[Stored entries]
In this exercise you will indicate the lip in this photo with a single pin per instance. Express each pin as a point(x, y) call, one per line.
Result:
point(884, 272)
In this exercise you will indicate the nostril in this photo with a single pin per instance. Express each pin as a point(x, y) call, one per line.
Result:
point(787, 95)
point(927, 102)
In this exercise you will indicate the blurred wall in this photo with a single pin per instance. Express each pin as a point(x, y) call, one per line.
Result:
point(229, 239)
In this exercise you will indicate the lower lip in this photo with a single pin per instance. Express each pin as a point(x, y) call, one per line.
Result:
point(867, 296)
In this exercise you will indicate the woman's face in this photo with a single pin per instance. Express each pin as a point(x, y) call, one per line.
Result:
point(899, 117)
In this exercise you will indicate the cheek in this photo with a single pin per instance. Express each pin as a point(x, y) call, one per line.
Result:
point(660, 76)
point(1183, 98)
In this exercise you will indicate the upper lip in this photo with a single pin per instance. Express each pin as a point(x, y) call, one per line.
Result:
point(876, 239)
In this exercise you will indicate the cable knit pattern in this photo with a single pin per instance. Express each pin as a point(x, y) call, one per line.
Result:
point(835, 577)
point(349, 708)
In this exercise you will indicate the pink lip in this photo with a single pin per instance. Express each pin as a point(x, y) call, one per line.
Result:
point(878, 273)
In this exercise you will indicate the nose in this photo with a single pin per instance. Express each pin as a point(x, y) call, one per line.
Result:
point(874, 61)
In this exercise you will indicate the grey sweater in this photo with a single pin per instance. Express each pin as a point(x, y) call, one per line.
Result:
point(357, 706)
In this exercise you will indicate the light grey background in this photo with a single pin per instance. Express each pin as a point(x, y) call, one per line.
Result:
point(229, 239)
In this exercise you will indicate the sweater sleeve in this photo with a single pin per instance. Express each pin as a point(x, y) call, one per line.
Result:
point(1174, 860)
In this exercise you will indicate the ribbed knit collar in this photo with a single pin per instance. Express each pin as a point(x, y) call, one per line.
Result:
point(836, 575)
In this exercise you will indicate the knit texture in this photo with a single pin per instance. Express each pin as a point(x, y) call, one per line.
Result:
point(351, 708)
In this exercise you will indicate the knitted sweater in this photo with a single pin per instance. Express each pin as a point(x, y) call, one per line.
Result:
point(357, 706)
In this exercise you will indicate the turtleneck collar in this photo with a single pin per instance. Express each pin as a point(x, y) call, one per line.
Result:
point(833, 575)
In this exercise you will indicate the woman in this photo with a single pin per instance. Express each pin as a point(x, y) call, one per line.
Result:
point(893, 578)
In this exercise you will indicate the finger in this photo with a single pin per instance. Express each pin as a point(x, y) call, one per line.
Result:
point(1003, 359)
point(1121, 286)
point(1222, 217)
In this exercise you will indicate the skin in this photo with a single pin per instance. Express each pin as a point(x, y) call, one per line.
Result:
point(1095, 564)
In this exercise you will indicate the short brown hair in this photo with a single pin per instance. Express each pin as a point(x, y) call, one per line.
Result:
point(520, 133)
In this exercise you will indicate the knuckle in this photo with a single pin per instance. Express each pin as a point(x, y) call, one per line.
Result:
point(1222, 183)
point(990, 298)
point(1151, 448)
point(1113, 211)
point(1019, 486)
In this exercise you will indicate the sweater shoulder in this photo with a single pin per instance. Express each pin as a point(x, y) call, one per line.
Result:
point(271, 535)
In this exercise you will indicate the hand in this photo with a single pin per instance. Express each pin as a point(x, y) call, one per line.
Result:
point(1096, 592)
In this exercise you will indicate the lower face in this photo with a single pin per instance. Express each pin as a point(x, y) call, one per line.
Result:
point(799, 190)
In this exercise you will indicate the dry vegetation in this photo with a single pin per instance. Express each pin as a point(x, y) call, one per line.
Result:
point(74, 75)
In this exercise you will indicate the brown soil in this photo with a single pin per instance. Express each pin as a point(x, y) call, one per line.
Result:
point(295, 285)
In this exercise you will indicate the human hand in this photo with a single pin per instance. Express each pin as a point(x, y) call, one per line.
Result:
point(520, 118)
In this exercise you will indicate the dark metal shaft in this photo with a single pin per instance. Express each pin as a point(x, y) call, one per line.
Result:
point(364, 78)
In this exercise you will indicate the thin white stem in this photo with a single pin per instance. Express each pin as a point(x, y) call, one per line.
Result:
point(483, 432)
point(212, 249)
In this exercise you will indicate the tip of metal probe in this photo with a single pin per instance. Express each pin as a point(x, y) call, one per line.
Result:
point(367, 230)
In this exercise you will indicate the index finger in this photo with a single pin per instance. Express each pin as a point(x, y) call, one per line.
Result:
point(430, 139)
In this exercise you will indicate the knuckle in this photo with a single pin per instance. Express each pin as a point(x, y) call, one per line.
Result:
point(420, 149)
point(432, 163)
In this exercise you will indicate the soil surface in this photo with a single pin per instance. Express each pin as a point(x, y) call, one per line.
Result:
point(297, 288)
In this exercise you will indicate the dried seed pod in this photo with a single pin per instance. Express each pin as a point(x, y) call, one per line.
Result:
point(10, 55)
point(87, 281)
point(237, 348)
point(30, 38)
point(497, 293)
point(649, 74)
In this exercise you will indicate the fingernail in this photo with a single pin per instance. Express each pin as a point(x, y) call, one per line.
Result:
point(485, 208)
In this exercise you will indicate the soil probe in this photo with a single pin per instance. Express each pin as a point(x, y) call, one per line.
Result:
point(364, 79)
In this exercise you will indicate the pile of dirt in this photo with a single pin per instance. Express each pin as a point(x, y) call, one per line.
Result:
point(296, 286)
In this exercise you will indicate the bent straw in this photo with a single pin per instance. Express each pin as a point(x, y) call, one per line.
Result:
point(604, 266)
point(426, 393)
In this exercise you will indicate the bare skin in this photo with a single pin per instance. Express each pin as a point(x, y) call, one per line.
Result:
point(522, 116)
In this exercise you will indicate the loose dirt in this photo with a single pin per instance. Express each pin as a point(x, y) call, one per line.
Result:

#### [AIM OF THE EXERCISE]
In the data above, which lines lie between the line with "In this exercise you will indicate the thin" and the line with "In this exercise you will indicate the index", inclusive? Print those lines exactly and nothing else.

#### [ANSWER SECTION]
In this exercise you will indicate the thin white stem in this photo with a single pin per instance. Express each pin as a point(x, y) call, one per line.
Result:
point(483, 432)
point(212, 249)
In this exercise you will indicate the tip of metal probe in this photo with a single pin per instance. Express each pin as a point(x, y) call, one per line.
Result:
point(367, 230)
In this exercise you will indicate the index finger in this photo with a single pin per instance. Express each pin as a point(x, y) call, one per line.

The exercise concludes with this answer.